• **Source extract**
□ □ □ □ □
# Mimzys babies!! Tampa Florida there are still a few left!



## ebrave4 (Jan 10, 2008)

Here are some more photos!!! :wink: 

Black rex top eared boy the only white he has on him is on his toes . So cute!  



Black self rex dumbo boy he only has white feet  



Black rex dumbo birk ( more white ) boy . PLEEEEEEASE take me home with you  




Black rex dumbo birk (less white) boy . I would love to stay with my brother! PLEEEEEEASE take me to  




Beige rex dumbo boy ruby eyes :roll: 





8)


----------



## SamsterAndRocky (Jul 24, 2007)
□ □ □ □ □
• **Written task A**
State whether each statement agrees with the forum post, answering yes or no and quoting the words of the post that decide it: (i) The black self rex dumbo boy has white only on his feet. (ii) The beige rex dumbo boy has ruby eyes. (iii) The black rex top eared boy has white on his ears.
• **Written task B**
According to the title of the forum post, where are the babies that are still left?
• **Written task C**
Write the next part of the forum post, continuing from its final line.
The listing that comes next has no connection to the forum post.

• **Source data**
□ □ □ □ □
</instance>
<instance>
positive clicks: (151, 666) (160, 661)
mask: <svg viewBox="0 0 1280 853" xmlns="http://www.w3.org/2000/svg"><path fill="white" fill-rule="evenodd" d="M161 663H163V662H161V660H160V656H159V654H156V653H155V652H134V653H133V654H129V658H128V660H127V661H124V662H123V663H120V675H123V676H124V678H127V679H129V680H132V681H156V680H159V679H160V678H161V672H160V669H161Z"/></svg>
□ □ □ □ □
• **Response A**
(i) Yes: "Black self rex dumbo boy he only has white feet"
(ii) Yes: "Beige rex dumbo boy ruby eyes"
(iii) No: "the only white he has on him is on his toes"

• **Response B**
Tampa, Florida.

• **Response C**
*Re: Mimzys babies!! Tampa Florida there are still a few left*

ooh, i wish i could take them.....if i wasnt living with my sister in a no pets rental i soooooo would take all of them.....theyd all get to be together


----------



## ebrave4 (Jan 10, 2008)

*Re: Mimzys babies!! Tampa Florida there are still a few left*




thought I would throw in a few more photos!!!!!


----------



## ratcals (Oct 30, 2007)

*Re: Mimzys babies!! Tampa Florida there are still a few left*

I sent you a PM.

Sorry but I may have inadvertantly sent it several times.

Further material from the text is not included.